Over the last year or so, I’ve been periodically sharing on stewardship. As you can tell by now, being a faithful steward over all God has given me is very important.
Especially when I consider that he owns it all. My job or purpose is to manage well everything he has given me.
This includes stewarding our finances and our talents.
Another thing he’s given us that we must faithfully steward is our time.
We can increase our financial resources by managing them smarter and working diligently. We can steward our talents by continuing to develop and strengthen them and use them for His kingdom.
But time is different. We can’t increase the time available to us. Each of us has only twenty-four hours a day. And, we don’t even know how much time we have on this earth.
Which raises the question: How do we steward our time to do all we want to accomplish for God?
In the early stages of my writing career, I complained to my mentor, DiAnn Mills, that I didn’t have enough time to write. Her advice, “Get up earlier.” And it worked. I didn’t add any more hours to my day. I chose to use the hours I had differently. Getting up earlier gave me one-and-a-half hours of writing time I didn’t have before. And I did it without taking away from my wife, our church involvement, or my full-time job.

▶ **Your task**
Can you sum up the stewardship text above in two sentences?

[Dataset entries]
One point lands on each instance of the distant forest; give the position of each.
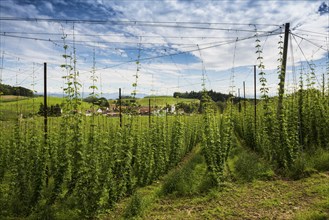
(215, 96)
(13, 90)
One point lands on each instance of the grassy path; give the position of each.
(280, 199)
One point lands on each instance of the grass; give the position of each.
(15, 105)
(256, 194)
(162, 101)
(276, 199)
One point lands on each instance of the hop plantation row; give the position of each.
(286, 138)
(86, 164)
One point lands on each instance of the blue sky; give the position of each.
(178, 41)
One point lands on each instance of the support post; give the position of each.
(120, 109)
(323, 84)
(239, 100)
(149, 112)
(244, 97)
(255, 101)
(45, 107)
(283, 69)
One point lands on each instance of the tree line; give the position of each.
(15, 90)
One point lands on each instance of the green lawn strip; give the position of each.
(277, 199)
(141, 202)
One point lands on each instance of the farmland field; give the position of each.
(85, 167)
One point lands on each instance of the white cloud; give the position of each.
(212, 17)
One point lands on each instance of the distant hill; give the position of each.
(13, 90)
(215, 96)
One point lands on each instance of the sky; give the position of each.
(171, 45)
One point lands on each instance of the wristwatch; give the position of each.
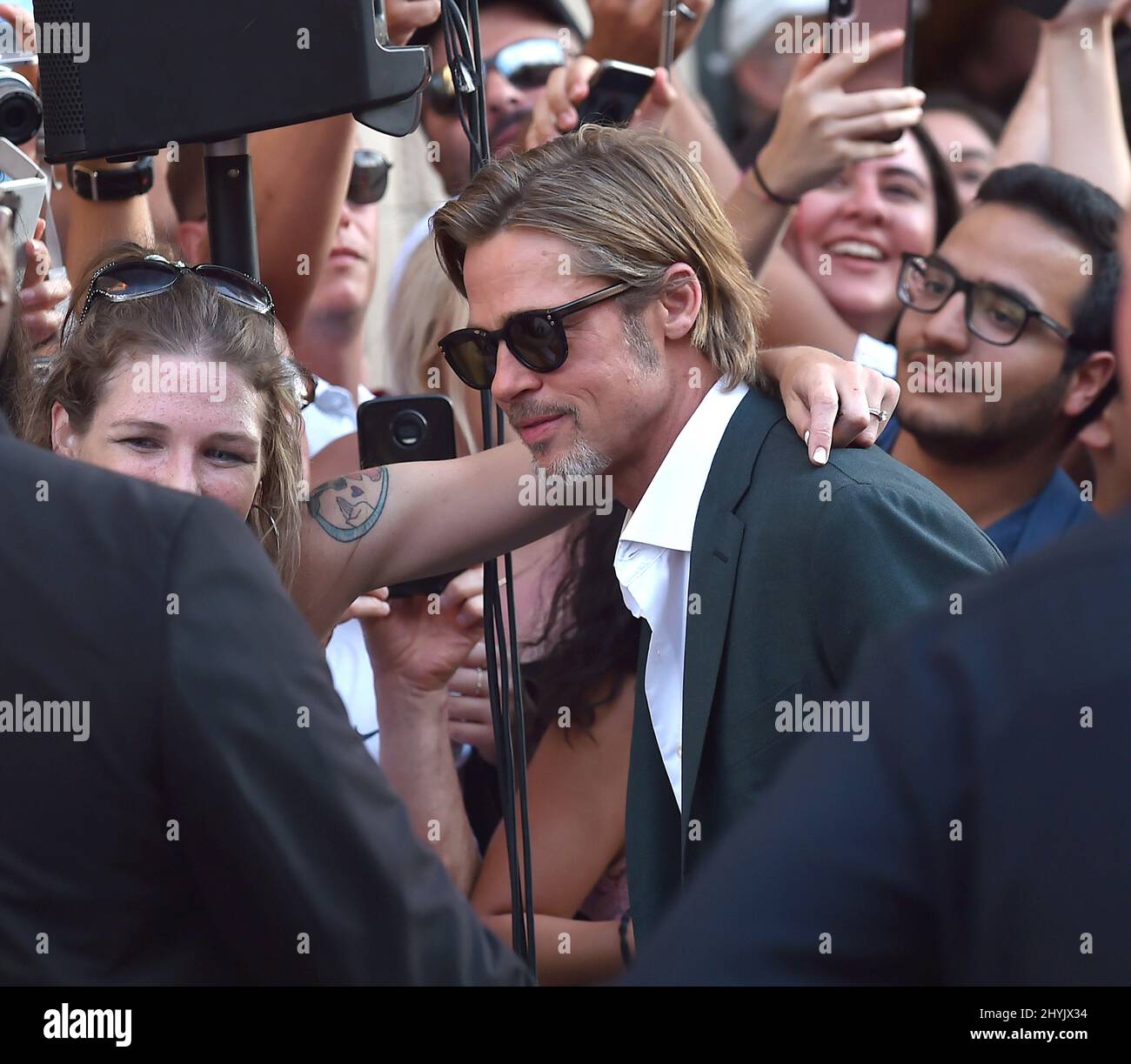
(102, 185)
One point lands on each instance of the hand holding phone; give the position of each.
(407, 429)
(615, 91)
(860, 23)
(822, 128)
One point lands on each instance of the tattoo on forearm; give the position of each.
(350, 506)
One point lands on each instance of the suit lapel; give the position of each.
(715, 551)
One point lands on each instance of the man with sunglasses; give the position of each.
(621, 343)
(523, 41)
(1005, 347)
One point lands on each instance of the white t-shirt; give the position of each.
(875, 355)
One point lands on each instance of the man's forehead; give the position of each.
(1014, 248)
(1126, 244)
(516, 271)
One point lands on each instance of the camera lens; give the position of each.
(410, 429)
(21, 111)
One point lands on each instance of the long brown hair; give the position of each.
(191, 317)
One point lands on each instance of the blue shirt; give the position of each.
(1033, 525)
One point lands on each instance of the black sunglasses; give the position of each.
(535, 337)
(525, 64)
(370, 177)
(994, 313)
(140, 278)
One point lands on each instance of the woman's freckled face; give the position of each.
(204, 438)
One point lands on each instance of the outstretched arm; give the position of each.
(387, 525)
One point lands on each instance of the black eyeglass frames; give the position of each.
(535, 337)
(994, 313)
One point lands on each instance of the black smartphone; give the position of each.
(407, 429)
(615, 90)
(853, 23)
(1041, 8)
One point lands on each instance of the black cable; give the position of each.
(465, 60)
(520, 739)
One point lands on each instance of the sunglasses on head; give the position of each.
(370, 177)
(525, 64)
(140, 278)
(535, 337)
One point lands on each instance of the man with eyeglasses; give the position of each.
(523, 42)
(1005, 351)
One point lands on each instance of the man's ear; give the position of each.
(681, 300)
(1088, 380)
(64, 438)
(1097, 436)
(192, 237)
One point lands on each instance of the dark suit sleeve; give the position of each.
(298, 848)
(835, 876)
(883, 554)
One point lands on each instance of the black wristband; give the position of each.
(626, 950)
(780, 200)
(105, 185)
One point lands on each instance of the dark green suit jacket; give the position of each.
(794, 568)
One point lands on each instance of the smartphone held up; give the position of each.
(853, 23)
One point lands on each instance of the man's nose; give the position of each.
(512, 380)
(946, 329)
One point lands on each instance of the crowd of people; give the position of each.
(849, 362)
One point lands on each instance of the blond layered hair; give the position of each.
(632, 204)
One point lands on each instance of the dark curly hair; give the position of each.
(592, 638)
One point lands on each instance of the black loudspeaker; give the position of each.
(195, 71)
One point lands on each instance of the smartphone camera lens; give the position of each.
(410, 429)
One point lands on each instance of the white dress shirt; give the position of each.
(331, 416)
(654, 565)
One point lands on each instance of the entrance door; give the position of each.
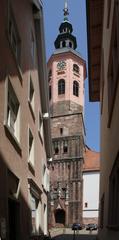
(14, 220)
(60, 216)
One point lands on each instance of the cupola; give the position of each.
(65, 39)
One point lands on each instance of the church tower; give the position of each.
(66, 75)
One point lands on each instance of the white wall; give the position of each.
(90, 194)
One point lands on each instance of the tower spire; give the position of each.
(65, 10)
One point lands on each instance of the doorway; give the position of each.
(60, 216)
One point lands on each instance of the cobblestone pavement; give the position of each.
(68, 234)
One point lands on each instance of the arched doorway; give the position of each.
(60, 216)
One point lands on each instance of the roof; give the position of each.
(94, 36)
(91, 160)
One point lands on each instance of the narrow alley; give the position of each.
(68, 234)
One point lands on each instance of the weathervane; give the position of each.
(66, 12)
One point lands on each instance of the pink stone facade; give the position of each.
(67, 127)
(69, 76)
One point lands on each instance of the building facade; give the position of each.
(25, 142)
(91, 178)
(103, 47)
(66, 75)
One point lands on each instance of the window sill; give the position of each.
(31, 110)
(12, 138)
(113, 227)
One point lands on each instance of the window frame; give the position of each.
(31, 102)
(13, 34)
(10, 89)
(61, 87)
(31, 152)
(75, 88)
(113, 202)
(76, 68)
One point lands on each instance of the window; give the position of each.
(31, 148)
(46, 180)
(65, 146)
(13, 112)
(108, 11)
(76, 68)
(70, 44)
(61, 131)
(86, 204)
(76, 88)
(49, 75)
(113, 218)
(32, 47)
(31, 94)
(50, 92)
(13, 36)
(113, 65)
(63, 44)
(40, 129)
(61, 86)
(102, 211)
(56, 148)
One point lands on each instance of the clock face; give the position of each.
(61, 65)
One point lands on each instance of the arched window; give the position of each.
(63, 44)
(76, 68)
(75, 88)
(61, 86)
(70, 44)
(49, 75)
(50, 93)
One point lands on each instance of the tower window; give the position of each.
(49, 75)
(76, 88)
(50, 93)
(61, 131)
(61, 86)
(76, 68)
(86, 204)
(70, 44)
(63, 44)
(56, 147)
(65, 146)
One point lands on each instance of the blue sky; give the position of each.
(53, 16)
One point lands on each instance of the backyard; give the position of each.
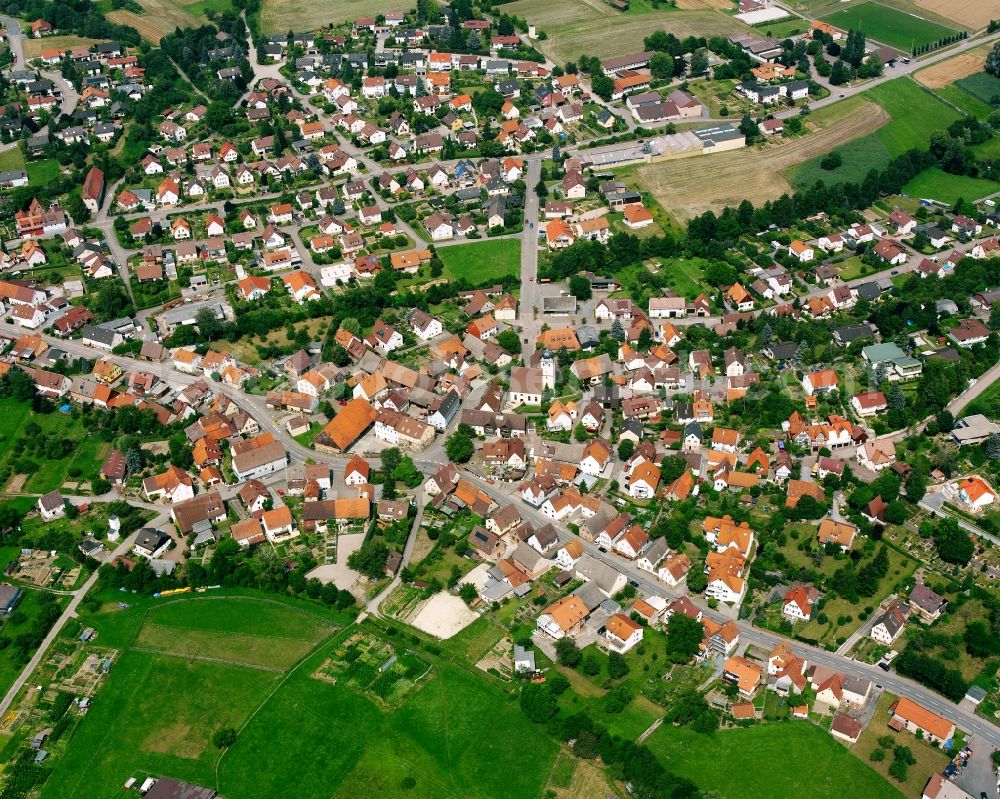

▶ **Output of the exercise**
Faithful stewardship of all that God has given includes finances and talents, and it also includes time, which cannot be increased: each person has only twenty-four hours a day and does not know how much time remains on earth. When the writer complained of not having enough time to write, mentor DiAnn Mills advised getting up earlier, and doing so gave one and a half hours of writing time without taking away from the writer's wife, church involvement, or full-time job.